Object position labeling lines
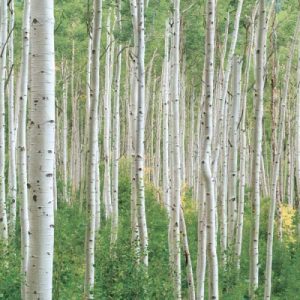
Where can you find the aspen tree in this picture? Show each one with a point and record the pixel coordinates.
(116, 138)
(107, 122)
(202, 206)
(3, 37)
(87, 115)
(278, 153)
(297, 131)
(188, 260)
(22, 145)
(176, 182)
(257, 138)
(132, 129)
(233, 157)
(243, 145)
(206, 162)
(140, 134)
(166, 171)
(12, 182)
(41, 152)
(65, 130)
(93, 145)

--

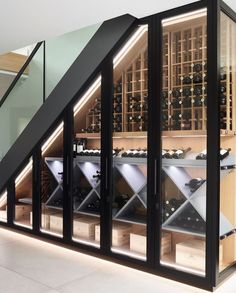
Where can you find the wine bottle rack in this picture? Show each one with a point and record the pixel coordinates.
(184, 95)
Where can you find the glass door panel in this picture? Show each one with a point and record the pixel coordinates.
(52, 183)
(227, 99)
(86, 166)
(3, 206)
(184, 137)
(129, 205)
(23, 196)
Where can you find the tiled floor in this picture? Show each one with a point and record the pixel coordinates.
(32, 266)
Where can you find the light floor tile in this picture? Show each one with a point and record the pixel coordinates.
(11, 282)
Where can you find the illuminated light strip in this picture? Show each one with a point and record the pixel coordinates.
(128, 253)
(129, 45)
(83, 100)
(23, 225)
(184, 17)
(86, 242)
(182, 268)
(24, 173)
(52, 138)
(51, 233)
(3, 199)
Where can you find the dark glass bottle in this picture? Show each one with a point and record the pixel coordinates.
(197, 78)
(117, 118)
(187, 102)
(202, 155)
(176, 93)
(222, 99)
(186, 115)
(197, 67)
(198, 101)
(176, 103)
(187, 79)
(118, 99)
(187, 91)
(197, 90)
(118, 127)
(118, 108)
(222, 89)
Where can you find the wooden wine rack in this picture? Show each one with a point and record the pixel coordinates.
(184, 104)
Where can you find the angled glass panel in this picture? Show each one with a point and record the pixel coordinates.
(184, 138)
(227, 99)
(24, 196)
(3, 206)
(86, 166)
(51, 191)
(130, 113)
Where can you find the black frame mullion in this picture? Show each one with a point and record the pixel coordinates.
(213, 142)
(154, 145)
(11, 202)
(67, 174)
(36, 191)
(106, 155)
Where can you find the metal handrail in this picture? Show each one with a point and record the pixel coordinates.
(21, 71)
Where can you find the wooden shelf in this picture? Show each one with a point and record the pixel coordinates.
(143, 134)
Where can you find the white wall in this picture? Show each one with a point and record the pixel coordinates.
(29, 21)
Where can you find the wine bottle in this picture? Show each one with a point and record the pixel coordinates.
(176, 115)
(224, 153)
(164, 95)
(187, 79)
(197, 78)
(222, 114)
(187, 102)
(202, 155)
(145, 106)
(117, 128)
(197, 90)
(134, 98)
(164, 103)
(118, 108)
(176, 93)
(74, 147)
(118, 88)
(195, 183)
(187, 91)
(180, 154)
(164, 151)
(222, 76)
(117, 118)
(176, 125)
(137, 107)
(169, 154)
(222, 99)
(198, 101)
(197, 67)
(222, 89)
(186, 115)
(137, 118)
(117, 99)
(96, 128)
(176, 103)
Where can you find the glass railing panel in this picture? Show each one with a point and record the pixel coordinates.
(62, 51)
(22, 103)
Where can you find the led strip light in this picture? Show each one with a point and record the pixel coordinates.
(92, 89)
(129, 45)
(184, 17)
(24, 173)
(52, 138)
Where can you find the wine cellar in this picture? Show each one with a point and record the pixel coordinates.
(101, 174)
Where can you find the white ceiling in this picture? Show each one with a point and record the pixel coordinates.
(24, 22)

**Set task**
Can you gather every line above that contains the word "panel" and copy each one out?

**Written answer**
Where can you find the glass door panel in this picture? Show each one with a point and record the pixel coordinates.
Where can you find the angled glass panel in this picture? Show each one with a point and record the pixel coordinates.
Where can you find the glass railing panel in this picture? Show each one with a point and record the pixel coordinates.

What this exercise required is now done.